— Begin LISTED ENTRIES —
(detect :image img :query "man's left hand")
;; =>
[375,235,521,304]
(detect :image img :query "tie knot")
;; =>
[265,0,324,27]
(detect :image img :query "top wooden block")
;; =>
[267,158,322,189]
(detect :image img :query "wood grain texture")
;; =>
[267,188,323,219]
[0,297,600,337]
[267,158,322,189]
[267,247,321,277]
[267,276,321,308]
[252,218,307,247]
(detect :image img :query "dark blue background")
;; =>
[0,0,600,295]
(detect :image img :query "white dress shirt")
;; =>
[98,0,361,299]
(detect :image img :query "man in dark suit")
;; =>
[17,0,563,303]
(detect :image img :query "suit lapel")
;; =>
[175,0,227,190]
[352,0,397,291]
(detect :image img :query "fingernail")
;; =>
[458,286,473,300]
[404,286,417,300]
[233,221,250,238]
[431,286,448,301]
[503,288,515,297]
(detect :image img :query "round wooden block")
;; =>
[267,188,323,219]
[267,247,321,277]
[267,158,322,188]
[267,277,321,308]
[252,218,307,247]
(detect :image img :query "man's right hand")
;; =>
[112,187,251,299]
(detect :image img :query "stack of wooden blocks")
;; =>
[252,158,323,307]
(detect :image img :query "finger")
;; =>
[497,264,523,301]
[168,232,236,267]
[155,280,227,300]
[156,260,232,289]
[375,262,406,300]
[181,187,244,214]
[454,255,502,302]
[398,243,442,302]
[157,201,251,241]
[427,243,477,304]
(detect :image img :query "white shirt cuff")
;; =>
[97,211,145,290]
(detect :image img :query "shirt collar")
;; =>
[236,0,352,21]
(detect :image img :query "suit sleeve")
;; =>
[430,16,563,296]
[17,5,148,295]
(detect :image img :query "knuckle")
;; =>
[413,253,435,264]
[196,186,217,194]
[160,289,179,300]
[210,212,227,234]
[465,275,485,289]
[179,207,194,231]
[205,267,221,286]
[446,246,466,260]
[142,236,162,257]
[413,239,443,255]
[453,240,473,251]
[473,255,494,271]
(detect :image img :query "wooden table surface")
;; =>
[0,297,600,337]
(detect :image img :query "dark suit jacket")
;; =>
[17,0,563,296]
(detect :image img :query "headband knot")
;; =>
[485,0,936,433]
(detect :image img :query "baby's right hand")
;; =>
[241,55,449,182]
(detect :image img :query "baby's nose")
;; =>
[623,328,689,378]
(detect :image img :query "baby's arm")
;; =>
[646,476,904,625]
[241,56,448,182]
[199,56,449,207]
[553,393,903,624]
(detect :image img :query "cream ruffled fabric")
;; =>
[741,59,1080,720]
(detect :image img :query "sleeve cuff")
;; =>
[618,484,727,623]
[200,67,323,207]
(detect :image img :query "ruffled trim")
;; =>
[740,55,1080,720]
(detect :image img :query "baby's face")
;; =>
— End LISTED ENTRIES —
### WHAT YOU NEED TO DO
Copy out the listing from its first line through the line containing "[236,0,352,21]", requests included. Scale every bounding-box coordinate by 0.95 and round each to a whole number, with halves rounded up.

### FINAL RESULT
(detect :image img :query "man's left hand")
;; =>
[356,223,495,289]
(detect :image img :query "tie knot")
;; =>
[252,0,308,26]
(detect :image img :query "top wooden block")
;; =>
[254,150,306,180]
(detect :image img :query "wood grain texture")
;; =>
[254,179,307,208]
[0,282,570,320]
[254,150,306,180]
[254,235,305,263]
[254,262,305,293]
[239,207,292,235]
(detect :image img :query "dark blue background")
;; =>
[0,0,570,280]
(detect :image img :query "white dress shirt")
;; =>
[93,0,343,284]
(detect :image img :query "man in dark suit")
;; =>
[16,0,535,288]
(detect :image img :query "suit lapel")
;; =>
[166,0,216,181]
[334,0,377,276]
(detect :image img :query "fingernail")
;; =>
[435,272,449,285]
[384,272,396,285]
[221,210,238,226]
[409,272,426,286]
[478,274,489,282]
(detect :image img :query "round wooden block")
;; =>
[254,179,307,208]
[254,235,305,263]
[254,150,306,179]
[254,263,305,293]
[239,207,292,235]
(detect :image img :query "man's right hand")
;; =>
[106,178,238,284]
(detect :image img :query "stack of wooden blocks")
;; =>
[239,150,307,292]
(detect :image img :query "finger")
;; =>
[472,251,497,286]
[160,220,224,254]
[147,266,216,285]
[148,247,220,275]
[356,249,386,285]
[172,178,232,203]
[431,242,477,287]
[378,231,420,287]
[149,191,238,229]
[406,231,453,289]
(detect :image img :query "white shirt cuff")
;; =>
[92,200,138,276]
(detect :image img :query "shirt collar")
;; =>
[224,0,334,20]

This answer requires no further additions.